--- start Records for the exercise ---
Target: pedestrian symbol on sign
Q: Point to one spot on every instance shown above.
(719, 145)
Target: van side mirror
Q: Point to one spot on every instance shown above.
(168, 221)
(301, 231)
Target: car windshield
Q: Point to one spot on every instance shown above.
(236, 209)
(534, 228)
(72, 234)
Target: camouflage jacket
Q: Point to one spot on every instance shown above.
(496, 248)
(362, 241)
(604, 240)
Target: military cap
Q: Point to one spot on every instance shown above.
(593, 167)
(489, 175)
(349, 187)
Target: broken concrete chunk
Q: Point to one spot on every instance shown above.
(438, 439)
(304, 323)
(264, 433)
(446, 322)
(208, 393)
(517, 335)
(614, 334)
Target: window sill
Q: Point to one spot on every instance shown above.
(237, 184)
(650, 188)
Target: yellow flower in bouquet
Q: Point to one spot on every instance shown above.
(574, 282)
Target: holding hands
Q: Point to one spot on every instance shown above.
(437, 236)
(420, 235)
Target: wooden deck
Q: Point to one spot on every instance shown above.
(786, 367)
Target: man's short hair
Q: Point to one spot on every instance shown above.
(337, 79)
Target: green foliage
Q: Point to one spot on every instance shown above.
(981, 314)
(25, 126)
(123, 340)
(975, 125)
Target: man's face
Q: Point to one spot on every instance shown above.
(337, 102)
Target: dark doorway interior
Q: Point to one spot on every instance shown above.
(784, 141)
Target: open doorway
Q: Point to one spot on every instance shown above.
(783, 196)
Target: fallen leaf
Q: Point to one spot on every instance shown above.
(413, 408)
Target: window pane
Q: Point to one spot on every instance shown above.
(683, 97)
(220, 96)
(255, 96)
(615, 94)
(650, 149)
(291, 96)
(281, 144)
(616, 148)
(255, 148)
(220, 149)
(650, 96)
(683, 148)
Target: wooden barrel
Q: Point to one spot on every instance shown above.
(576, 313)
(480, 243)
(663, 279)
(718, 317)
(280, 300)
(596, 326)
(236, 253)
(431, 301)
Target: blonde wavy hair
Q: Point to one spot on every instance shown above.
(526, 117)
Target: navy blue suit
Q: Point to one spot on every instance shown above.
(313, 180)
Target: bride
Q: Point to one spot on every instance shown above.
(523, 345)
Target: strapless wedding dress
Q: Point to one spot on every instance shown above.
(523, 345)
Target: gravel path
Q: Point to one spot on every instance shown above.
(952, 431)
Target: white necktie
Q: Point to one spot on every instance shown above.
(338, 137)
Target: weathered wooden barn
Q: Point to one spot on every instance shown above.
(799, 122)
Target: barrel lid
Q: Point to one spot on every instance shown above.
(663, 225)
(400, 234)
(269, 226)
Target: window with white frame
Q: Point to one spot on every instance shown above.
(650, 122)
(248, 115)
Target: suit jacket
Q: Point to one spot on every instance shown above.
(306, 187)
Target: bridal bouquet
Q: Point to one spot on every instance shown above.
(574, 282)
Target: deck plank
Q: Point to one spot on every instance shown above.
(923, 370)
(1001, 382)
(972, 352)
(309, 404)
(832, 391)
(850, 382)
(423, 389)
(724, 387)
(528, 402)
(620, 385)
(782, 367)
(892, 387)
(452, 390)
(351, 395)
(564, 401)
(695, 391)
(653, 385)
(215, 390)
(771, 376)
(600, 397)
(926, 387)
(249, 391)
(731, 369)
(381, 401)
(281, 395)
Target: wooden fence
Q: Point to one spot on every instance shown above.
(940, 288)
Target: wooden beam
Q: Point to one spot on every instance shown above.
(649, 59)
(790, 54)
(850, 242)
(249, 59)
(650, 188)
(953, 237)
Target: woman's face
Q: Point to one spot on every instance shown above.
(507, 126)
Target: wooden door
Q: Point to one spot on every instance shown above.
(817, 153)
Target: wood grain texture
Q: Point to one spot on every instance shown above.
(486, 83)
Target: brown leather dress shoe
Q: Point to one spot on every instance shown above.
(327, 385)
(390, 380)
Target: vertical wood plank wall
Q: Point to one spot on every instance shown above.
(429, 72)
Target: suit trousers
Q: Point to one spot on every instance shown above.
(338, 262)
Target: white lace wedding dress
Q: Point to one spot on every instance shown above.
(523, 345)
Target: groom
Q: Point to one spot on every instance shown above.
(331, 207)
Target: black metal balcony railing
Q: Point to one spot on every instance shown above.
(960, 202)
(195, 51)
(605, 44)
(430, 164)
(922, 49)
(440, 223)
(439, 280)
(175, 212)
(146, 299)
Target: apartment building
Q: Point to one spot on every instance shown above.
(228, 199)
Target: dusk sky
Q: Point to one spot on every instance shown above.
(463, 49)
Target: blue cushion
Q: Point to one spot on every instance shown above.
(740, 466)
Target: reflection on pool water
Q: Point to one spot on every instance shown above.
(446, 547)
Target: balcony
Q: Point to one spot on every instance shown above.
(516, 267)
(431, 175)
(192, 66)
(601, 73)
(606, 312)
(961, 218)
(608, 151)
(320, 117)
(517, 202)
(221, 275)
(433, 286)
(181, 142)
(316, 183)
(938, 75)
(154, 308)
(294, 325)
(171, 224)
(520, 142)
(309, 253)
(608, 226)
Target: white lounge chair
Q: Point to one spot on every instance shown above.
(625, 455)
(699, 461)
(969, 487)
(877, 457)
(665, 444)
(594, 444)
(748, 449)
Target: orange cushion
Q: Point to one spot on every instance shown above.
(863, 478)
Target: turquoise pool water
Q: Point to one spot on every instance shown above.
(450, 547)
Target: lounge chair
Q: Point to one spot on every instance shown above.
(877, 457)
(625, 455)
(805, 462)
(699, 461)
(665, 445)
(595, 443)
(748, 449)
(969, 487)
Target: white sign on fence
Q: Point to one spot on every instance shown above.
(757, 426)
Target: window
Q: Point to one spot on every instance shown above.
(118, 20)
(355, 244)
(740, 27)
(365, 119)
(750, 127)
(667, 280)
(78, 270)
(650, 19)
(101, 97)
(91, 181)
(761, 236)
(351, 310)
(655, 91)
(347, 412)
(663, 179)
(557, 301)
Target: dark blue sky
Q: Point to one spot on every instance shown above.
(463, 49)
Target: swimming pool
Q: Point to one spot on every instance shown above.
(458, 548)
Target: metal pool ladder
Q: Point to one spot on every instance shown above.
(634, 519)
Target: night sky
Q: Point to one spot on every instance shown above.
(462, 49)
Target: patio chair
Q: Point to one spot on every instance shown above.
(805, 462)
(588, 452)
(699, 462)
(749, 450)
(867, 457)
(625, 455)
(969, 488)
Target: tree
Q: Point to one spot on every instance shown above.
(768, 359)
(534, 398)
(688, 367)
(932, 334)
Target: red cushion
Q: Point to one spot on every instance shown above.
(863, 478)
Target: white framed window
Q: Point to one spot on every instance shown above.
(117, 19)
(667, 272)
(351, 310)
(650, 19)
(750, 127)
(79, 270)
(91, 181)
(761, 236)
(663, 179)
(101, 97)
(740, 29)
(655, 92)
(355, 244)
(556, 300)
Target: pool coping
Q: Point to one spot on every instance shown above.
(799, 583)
--- end Records for the exercise ---
* Aim
Write out every line of the entries above as a JSON list of strings, one string per line, and omit any blank lines.

* Full solution
[
  "Target: pedestrian symbol on sign",
  "Q: Point to one spot on every instance shown above.",
  "(719, 145)",
  "Target: van side mirror",
  "Q: Point to one spot on every instance shown above.",
  "(168, 221)",
  "(301, 231)",
  "Target: car windshield",
  "Q: Point to one spot on every instance shown above.",
  "(236, 209)",
  "(534, 228)",
  "(72, 234)",
  "Target: camouflage jacket",
  "Q: Point to one spot on every instance shown above.",
  "(496, 248)",
  "(362, 241)",
  "(604, 240)",
  "Target: military cap",
  "Q: Point to one spot on every instance shown above.",
  "(593, 167)",
  "(489, 175)",
  "(349, 187)",
  "Target: broken concrete chunk",
  "Q: Point to one spot on every instance shown above.",
  "(438, 439)",
  "(304, 323)",
  "(264, 433)",
  "(446, 322)",
  "(208, 393)",
  "(517, 335)",
  "(614, 334)",
  "Target: window sill",
  "Q: Point to one spot on every instance shown above.",
  "(237, 184)",
  "(650, 188)",
  "Target: yellow flower in bouquet",
  "Q: Point to one spot on every instance shown above.",
  "(574, 282)",
  "Target: holding hands",
  "Q: Point to one spot on every instance shown above.",
  "(437, 236)",
  "(420, 235)",
  "Target: wooden deck",
  "Q: Point to one spot on every instance shown above.",
  "(786, 367)",
  "Target: man's short hair",
  "Q: Point to one spot on every instance shown above.",
  "(337, 79)",
  "Target: green foliage",
  "Q: Point to one spot on every instance shown above.",
  "(981, 314)",
  "(25, 126)",
  "(123, 340)",
  "(975, 125)",
  "Target: man's face",
  "Q: Point to one spot on every instance shown above.",
  "(337, 102)",
  "Target: dark doorway interior",
  "Q: Point to one spot on every instance shown above.",
  "(784, 141)",
  "Target: open doorway",
  "Q: Point to one spot on every instance shown above.",
  "(783, 196)",
  "Target: fallen leaf",
  "Q: Point to one spot on every instance shown above.",
  "(413, 408)",
  "Target: window pane",
  "Q: Point to one spot on every instance shown above.",
  "(683, 97)",
  "(220, 96)",
  "(255, 96)",
  "(615, 94)",
  "(650, 149)",
  "(291, 96)",
  "(281, 144)",
  "(616, 148)",
  "(255, 148)",
  "(220, 149)",
  "(650, 96)",
  "(683, 148)",
  "Target: wooden barrel",
  "Q: Point to one spot on every instance shown above.",
  "(576, 313)",
  "(480, 243)",
  "(663, 279)",
  "(718, 317)",
  "(280, 300)",
  "(596, 326)",
  "(236, 253)",
  "(431, 301)",
  "Target: blonde wavy hair",
  "Q: Point to one spot on every instance shown above.",
  "(526, 117)",
  "Target: navy blue suit",
  "Q: Point to one spot on every instance shown above.",
  "(313, 180)",
  "Target: bride",
  "Q: Point to one spot on every instance shown above.",
  "(523, 345)",
  "Target: strapless wedding dress",
  "Q: Point to one spot on every instance shown above.",
  "(523, 345)",
  "Target: gravel path",
  "Q: Point to one spot on every instance shown above.",
  "(952, 431)",
  "Target: white necktie",
  "Q: Point to one spot on every instance shown above.",
  "(338, 137)",
  "Target: weathered wooden barn",
  "Q: Point to one spot on every instance shown above.",
  "(799, 122)",
  "Target: barrel lid",
  "Q: Point to one spot on every instance shown above.",
  "(663, 225)",
  "(400, 234)",
  "(269, 226)",
  "Target: window with white frame",
  "Q: Point to one spot on every instance shown above.",
  "(650, 122)",
  "(248, 115)",
  "Target: suit jacket",
  "Q: Point to one spot on every instance shown above.",
  "(306, 187)",
  "Target: bridal bouquet",
  "Q: Point to one spot on every instance shown above.",
  "(574, 282)",
  "Target: deck plank",
  "Q: Point to one spot on every instance shown above.",
  "(923, 370)",
  "(1001, 382)",
  "(972, 352)",
  "(309, 404)",
  "(832, 391)",
  "(850, 382)",
  "(423, 389)",
  "(724, 387)",
  "(528, 402)",
  "(620, 385)",
  "(782, 367)",
  "(892, 387)",
  "(452, 390)",
  "(351, 395)",
  "(564, 401)",
  "(695, 391)",
  "(653, 385)",
  "(215, 390)",
  "(771, 376)",
  "(600, 397)",
  "(926, 387)",
  "(249, 391)",
  "(731, 369)",
  "(381, 401)",
  "(281, 395)",
  "Target: wooden fence",
  "Q: Point to one spot on every instance shown above.",
  "(940, 288)",
  "Target: wooden beam",
  "Q: Point to one spot on every instance shown above.",
  "(649, 59)",
  "(790, 54)",
  "(850, 242)",
  "(249, 59)",
  "(650, 188)",
  "(953, 237)",
  "Target: woman's face",
  "Q: Point to one spot on every instance shown above.",
  "(507, 126)",
  "Target: wooden door",
  "Q: Point to one spot on every instance shown above.",
  "(817, 153)",
  "Target: wood grain texture",
  "Q: Point to one spot on every instance shown above.",
  "(486, 83)",
  "Target: brown leather dress shoe",
  "Q: Point to one spot on every instance shown above.",
  "(327, 385)",
  "(390, 380)",
  "Target: vertical wood plank wall",
  "Q: Point to one spot on every instance shown above.",
  "(429, 72)",
  "Target: suit trousers",
  "Q: Point to one spot on every instance shown above.",
  "(338, 262)",
  "Target: white lace wedding dress",
  "Q: Point to one spot on every instance shown above.",
  "(523, 345)",
  "Target: groom",
  "Q: Point to one spot on every instance shown above.",
  "(331, 207)",
  "Target: black metal balcony railing",
  "Q: Point to one spot on every instance shown above.",
  "(960, 202)",
  "(195, 51)",
  "(605, 44)",
  "(430, 164)",
  "(922, 49)",
  "(440, 223)",
  "(439, 280)",
  "(175, 212)",
  "(146, 299)",
  "Target: apartment building",
  "Q: Point to one spot on every instance shown above.",
  "(228, 199)",
  "Target: dusk sky",
  "Q: Point to one spot on every instance shown above.",
  "(463, 49)",
  "Target: blue cushion",
  "Q: Point to one spot on every instance shown above.",
  "(740, 466)",
  "Target: reflection on pool water",
  "Q: Point to one spot on every instance shown above.",
  "(446, 547)",
  "Target: balcony",
  "Q: Point to one spot on every instance shown above.",
  "(516, 267)",
  "(431, 175)",
  "(192, 66)",
  "(601, 73)",
  "(606, 312)",
  "(961, 218)",
  "(608, 151)",
  "(320, 117)",
  "(517, 202)",
  "(221, 275)",
  "(433, 286)",
  "(181, 142)",
  "(316, 183)",
  "(938, 75)",
  "(154, 308)",
  "(294, 325)",
  "(171, 224)",
  "(520, 142)",
  "(309, 253)",
  "(608, 226)",
  "Target: white lounge chair",
  "Q: Point to one spot on every instance shown above.",
  "(625, 455)",
  "(699, 461)",
  "(969, 487)",
  "(877, 457)",
  "(665, 444)",
  "(594, 444)",
  "(748, 449)",
  "Target: orange cushion",
  "Q: Point to one spot on every instance shown above.",
  "(863, 478)",
  "Target: turquoise pool water",
  "Q: Point to one spot on every instance shown above.",
  "(450, 547)",
  "Target: lounge chair",
  "Q: Point to one spot on every instance shown above.",
  "(877, 457)",
  "(625, 455)",
  "(805, 462)",
  "(699, 461)",
  "(665, 445)",
  "(595, 443)",
  "(748, 449)",
  "(969, 487)",
  "Target: white sign on fence",
  "Q: Point to one spot on every instance shown above.",
  "(757, 426)",
  "Target: window",
  "Q: Point to one spot on every instance shown above.",
  "(118, 20)",
  "(355, 244)",
  "(740, 27)",
  "(365, 119)",
  "(750, 127)",
  "(667, 280)",
  "(78, 270)",
  "(650, 19)",
  "(101, 97)",
  "(91, 181)",
  "(761, 236)",
  "(351, 310)",
  "(655, 91)",
  "(347, 412)",
  "(663, 179)",
  "(557, 301)",
  "Target: dark blue sky",
  "Q: Point to one spot on every instance shown above.",
  "(463, 49)",
  "Target: swimming pool",
  "Q: Point to one spot on every instance shown above.",
  "(458, 548)",
  "Target: metal pool ladder",
  "Q: Point to one spot on every instance shown above.",
  "(634, 519)",
  "Target: night sky",
  "Q: Point to one spot on every instance shown above.",
  "(462, 49)",
  "Target: patio chair",
  "Q: Point to one spot on every instance shown above.",
  "(805, 462)",
  "(588, 452)",
  "(699, 462)",
  "(749, 450)",
  "(867, 457)",
  "(625, 455)",
  "(969, 488)",
  "Target: tree",
  "Q: Point to one spot on every instance shown above.",
  "(768, 359)",
  "(534, 398)",
  "(688, 367)",
  "(932, 334)",
  "Target: red cushion",
  "Q: Point to one spot on every instance shown above.",
  "(863, 478)",
  "Target: white framed window",
  "Q: Point to one spot on every instance shown above.",
  "(117, 19)",
  "(667, 272)",
  "(351, 310)",
  "(650, 19)",
  "(750, 127)",
  "(79, 270)",
  "(91, 181)",
  "(761, 236)",
  "(663, 179)",
  "(101, 97)",
  "(740, 29)",
  "(655, 92)",
  "(355, 244)",
  "(556, 300)",
  "Target: pool coping",
  "Q: Point to one spot on every instance shown above.",
  "(799, 583)"
]